Written task:
The entries below should be quoted exactly, with no pictures carried over.

Image point annotation entries
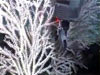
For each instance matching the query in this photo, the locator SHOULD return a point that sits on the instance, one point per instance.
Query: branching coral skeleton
(27, 42)
(26, 25)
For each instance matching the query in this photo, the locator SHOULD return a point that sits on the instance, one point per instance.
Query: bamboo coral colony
(26, 25)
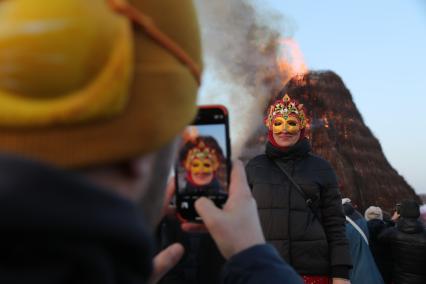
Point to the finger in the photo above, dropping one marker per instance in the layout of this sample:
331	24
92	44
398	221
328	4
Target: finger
207	211
166	260
194	228
238	186
170	191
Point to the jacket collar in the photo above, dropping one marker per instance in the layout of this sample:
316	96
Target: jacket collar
298	150
409	225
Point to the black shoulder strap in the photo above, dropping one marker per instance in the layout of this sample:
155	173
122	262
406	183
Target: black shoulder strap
308	200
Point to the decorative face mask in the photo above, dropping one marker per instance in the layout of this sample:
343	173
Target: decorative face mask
202	159
285	115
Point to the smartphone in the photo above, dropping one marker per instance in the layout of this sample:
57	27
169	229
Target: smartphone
398	208
203	164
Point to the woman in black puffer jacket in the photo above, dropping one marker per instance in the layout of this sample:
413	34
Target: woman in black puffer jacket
311	238
406	246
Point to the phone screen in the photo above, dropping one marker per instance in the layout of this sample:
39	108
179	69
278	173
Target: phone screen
203	163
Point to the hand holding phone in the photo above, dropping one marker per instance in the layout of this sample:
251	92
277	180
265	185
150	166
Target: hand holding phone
237	226
203	165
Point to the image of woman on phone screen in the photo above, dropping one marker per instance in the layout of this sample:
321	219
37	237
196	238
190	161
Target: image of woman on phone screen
203	165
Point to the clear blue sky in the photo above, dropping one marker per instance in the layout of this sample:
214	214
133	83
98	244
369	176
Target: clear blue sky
379	49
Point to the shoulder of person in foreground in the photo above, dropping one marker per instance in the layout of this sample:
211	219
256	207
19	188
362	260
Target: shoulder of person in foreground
260	263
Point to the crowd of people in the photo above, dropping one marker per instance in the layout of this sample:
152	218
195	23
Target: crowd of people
88	137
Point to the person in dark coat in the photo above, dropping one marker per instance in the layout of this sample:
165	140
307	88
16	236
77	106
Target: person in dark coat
364	267
406	245
307	226
374	216
87	142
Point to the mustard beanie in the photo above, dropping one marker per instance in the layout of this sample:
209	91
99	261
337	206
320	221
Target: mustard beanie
93	82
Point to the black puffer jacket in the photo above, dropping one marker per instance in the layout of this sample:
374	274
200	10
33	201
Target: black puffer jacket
407	246
313	243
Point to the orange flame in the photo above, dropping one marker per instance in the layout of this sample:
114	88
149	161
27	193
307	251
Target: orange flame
291	61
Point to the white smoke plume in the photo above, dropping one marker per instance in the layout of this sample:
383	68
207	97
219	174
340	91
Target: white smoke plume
240	52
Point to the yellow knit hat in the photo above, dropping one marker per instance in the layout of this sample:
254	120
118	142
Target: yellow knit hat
79	85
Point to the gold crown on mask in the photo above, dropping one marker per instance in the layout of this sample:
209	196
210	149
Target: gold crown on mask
202	152
285	107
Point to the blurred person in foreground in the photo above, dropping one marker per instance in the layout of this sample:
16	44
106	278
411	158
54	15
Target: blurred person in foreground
374	217
364	268
405	245
92	96
298	198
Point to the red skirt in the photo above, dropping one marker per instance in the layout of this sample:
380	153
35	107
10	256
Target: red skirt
316	279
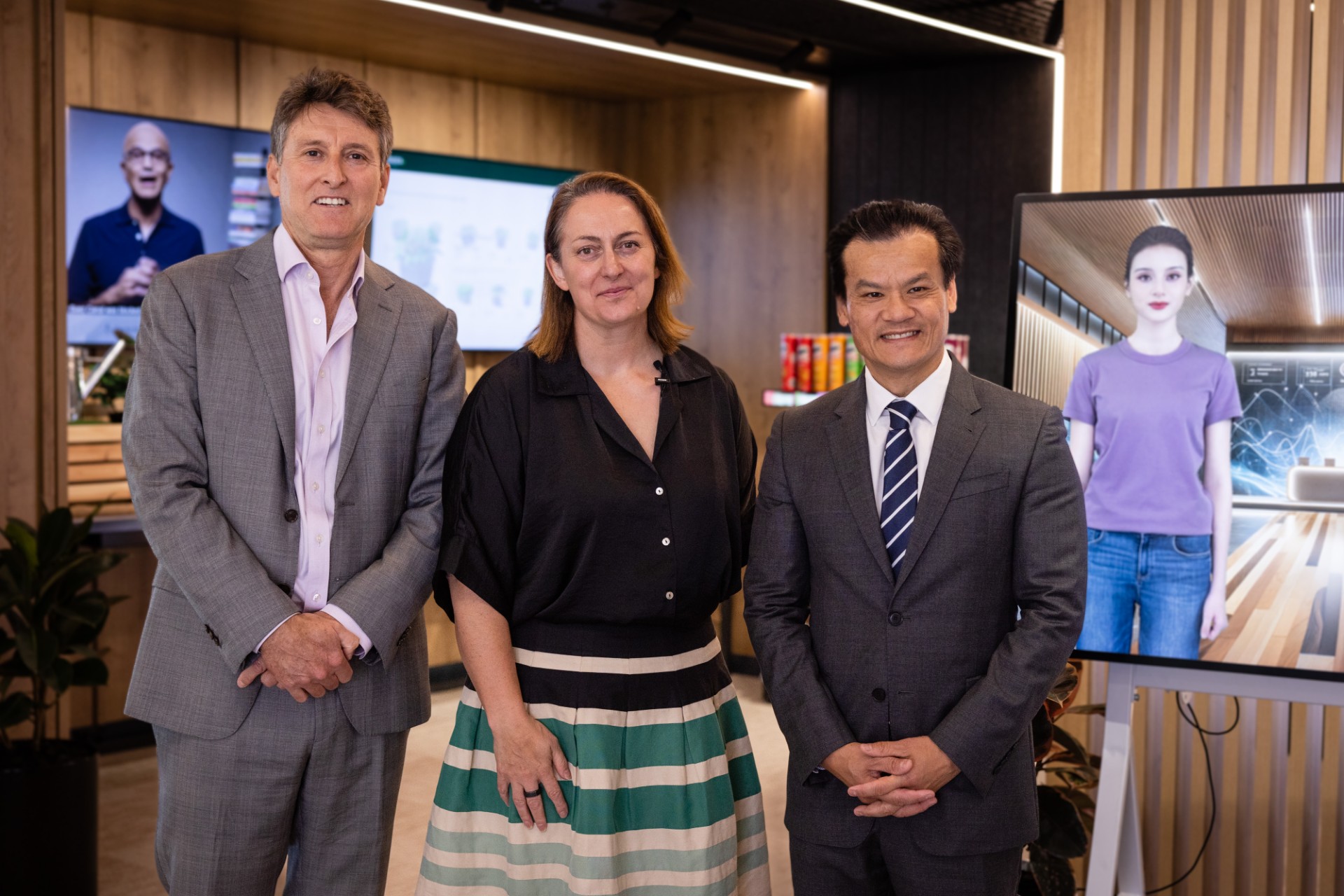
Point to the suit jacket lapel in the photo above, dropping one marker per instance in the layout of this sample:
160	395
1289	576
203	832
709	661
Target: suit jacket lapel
375	330
958	431
261	307
848	435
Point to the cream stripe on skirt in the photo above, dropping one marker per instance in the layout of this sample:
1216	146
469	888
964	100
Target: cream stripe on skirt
664	798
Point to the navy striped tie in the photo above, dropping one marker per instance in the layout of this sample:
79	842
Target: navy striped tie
899	482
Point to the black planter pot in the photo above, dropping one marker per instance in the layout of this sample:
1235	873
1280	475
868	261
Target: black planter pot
49	820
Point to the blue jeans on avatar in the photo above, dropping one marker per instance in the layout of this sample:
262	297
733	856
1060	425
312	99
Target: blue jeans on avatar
1163	577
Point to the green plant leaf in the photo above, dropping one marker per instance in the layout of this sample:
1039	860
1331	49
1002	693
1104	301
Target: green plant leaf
80	573
23	539
59	676
1088	710
1074	751
14	668
90	672
1085	805
1062	830
1042	734
36	648
14	710
1054	875
85	609
54	532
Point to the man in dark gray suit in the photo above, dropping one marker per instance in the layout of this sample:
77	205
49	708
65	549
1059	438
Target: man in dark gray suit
932	527
284	438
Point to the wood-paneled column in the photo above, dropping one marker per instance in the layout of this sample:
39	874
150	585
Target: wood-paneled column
33	384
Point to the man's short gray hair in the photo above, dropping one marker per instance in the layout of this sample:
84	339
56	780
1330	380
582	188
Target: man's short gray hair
336	89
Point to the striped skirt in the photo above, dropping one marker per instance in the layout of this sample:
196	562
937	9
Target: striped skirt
664	798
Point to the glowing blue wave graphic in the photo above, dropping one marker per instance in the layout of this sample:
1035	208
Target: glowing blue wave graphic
1278	426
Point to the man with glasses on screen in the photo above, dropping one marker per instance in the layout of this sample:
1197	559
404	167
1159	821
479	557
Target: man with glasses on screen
118	253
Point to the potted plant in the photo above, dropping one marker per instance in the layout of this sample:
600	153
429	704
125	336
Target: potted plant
51	612
1066	809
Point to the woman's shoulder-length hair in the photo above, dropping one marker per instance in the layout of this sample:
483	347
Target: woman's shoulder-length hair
555	333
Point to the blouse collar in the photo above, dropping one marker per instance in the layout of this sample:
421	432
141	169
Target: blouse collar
565	377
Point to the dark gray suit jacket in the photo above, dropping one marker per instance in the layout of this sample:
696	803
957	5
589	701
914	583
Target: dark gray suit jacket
941	650
209	442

Answer for this exercise:
For each instance matching the query in this photo, the locator SHOULD return a point that sits on the instance, one point per instance.
Query: branching coral skeleton
(27, 42)
(26, 25)
For each instance matching the query in this photo, the locator SHOULD return a point that sits on the instance, one point per instance.
Query: bamboo coral colony
(26, 25)
Point to the finger in the photo above, dropping one marker per instance in the layout of this sample:
331	24
92	44
398	221
328	4
Target: finger
207	211
166	260
194	228
238	186
170	191
Point to the jacket collar in the photo above, dropping one marker per instance in the layout of this sample:
316	96
Target: jacket collar
298	150
409	225
Point to the black shoulder strap in the photo above, dropping one marker per instance in the layout of this sample:
155	173
122	262
406	183
Target: black shoulder strap
308	200
Point to the decorative face mask in the photo above, dropping one marker per instance in the layout of this sample:
343	173
Target: decorative face mask
202	159
285	115
Point to the smartphone in the photo above, dropping one marker per instance in the layout of this sample:
57	27
169	229
Target: smartphone
398	208
203	164
Point to the woman in black puffer jacket in the photo above, dropping one marker per instance in the layout of this sample:
413	34
Target: woman in black puffer jacket
311	238
406	246
Point to the phone screen in the photo above, dropping one marker per instance in the layout of this sample:
39	108
179	69
278	173
Target: phone screen
203	163
Point to the hand holding phone in the photo above, dropping one marker per instance in the layout of this sample:
251	92
277	180
265	185
150	166
Target: hand holding phone
237	226
203	165
Point to the image of woman on phone screen in the photo above, dropping one marker per instance in the layout of this sample:
321	219
37	237
196	238
190	161
Target: image of woman on phone screen
203	165
Point to the clear blue sky in the photo above, dropping one marker per instance in the layout of this sample:
214	214
133	83
98	244
369	176
Target: clear blue sky
379	49
Point to the shoulder of person in foreground in the photo above, dropping one marker per instance in the layout of this sample:
211	219
256	207
19	188
362	260
Target: shoulder of person in foreground
260	263
Point to the crowd of people in the photo above, dropping one marker per instance in the layout of this sample:
152	218
195	23
Target: crowd of people
88	137
Point to the person in dark coat in the photo above, dropping one marker per instance in the layout of this sample:
165	140
307	88
16	236
77	106
Target: person in dark coat
364	267
406	245
307	226
374	216
87	142
Point to the mustard beanie in the photo above, dropping one marker per instance in the layout of this sample:
209	91
99	261
337	206
320	221
Target: mustard beanie
93	82
Point to the black puffer jacket in the photo above, dropping one marker per instance in the layout of this sample:
374	274
200	10
33	201
Target: black puffer jacket
407	246
313	243
Point to the orange flame in the photo above, dropping one marker per instance in the layout of this sample:
114	88
149	161
27	193
307	251
Target: orange flame
291	61
Point to the white smoke plume in the photo above, dropping one marker per instance in the layout of this sample:
383	68
207	97
219	174
340	91
Target: white smoke plume
240	52
Point to the yellow knit hat in the photo above, dropping one marker per instance in the layout of this sample:
254	120
118	142
Target: yellow knit hat
79	85
Point to the gold crown on mask in the photo above, dropping one marker per instance in the layout of this sample:
209	196
210	149
Target: gold crown on mask
202	152
285	107
Point to the blurred person in foreground in the photo above, dropping one marker per instance in the layout of this sample:
16	44
106	278
411	158
54	15
Target: blurred person in foreground
374	217
364	268
405	245
92	96
298	198
Point to the red skirt in the photo above, dropping one marker per instance in the layout of this sample:
380	153
35	107
10	256
Target: red skirt
316	279
Point to the suit jacket lapel in the photo above, dropping one marker per instance in the layout of this sample:
160	395
1289	576
203	832
709	661
Target: suit jacket lapel
375	330
958	431
261	307
848	435
Point to the cream stripe on skirt in the photo above, dropping one marker per instance in the layout of this sample:
1216	146
469	888
964	100
Target: cream stripe on skirt
664	798
Point to the navy striped tie in the photo above, dropping one marker per instance in the layout of this sample:
79	842
Target: navy striped tie
899	482
Point to the black planter pot in the photo above, dropping one marker per instance in the layout of this sample:
1235	873
1280	475
868	261
Target: black planter pot
49	820
Point to the blue jeans on avatar in the photo above, dropping one marker per instance in the layout of this sample:
262	297
733	856
1060	425
312	99
Target: blue jeans on avatar
1163	577
Point to the green plant leaf in the photo above, dropping one marker per instance in the layout of this sample:
1039	860
1331	49
1002	693
1104	301
Target: green plant leaf
80	573
23	539
59	676
1088	710
1074	751
14	668
90	672
1085	805
1062	830
1042	734
36	648
14	710
1054	875
85	609
54	532
Point to the man in dark gray suit in the photo above, dropping one marker per instance in the layout of this sample:
77	205
49	708
65	549
1059	438
Target: man in dark gray suit
932	527
284	438
Point to the wood-paneled column in the photo above, dropping one marker per instance in the layout of this sample:
39	874
150	585
Target: wood-paneled column
33	384
Point to the man's short gray hair in the photo above, dropping one marker per instance in the layout of this sample:
84	339
56	780
1330	380
582	188
Target: man's short gray hair
336	89
Point to the striped skirt in the photo above, dropping one marker per instance in the layout of this sample:
196	562
937	9
Target: striped skirt
664	798
Point to the glowing blue wave graphic in the photo above, dropping one marker per instance in the layout of this sample:
1035	208
Target: glowing blue wave graphic
1278	426
Point to the man with glasses on screen in the photo above, dropping one marker per instance in the layout of this sample:
1197	559
404	167
1159	821
479	557
Target: man with glasses on screen
118	253
Point to the potted plant in the photo above, dropping one marker per instance in the layout of this sample:
600	153
429	704
125	336
Target: potted plant
51	612
1066	809
Point to the woman's shoulder-length hair in the photo above, dropping one marker per instance in the layout of this sample:
483	347
Target: woman's shoulder-length hair
555	333
Point to the blouse collar in the photo above, dropping one marker per instance in the layout of this sample:
421	432
141	169
Target: blouse collar
565	377
Point to the dark gray suit jacket in the photo above, dropping one marker per instance in the layout of this sample:
696	803
957	5
589	701
914	583
Target: dark gray suit jacket
941	650
209	442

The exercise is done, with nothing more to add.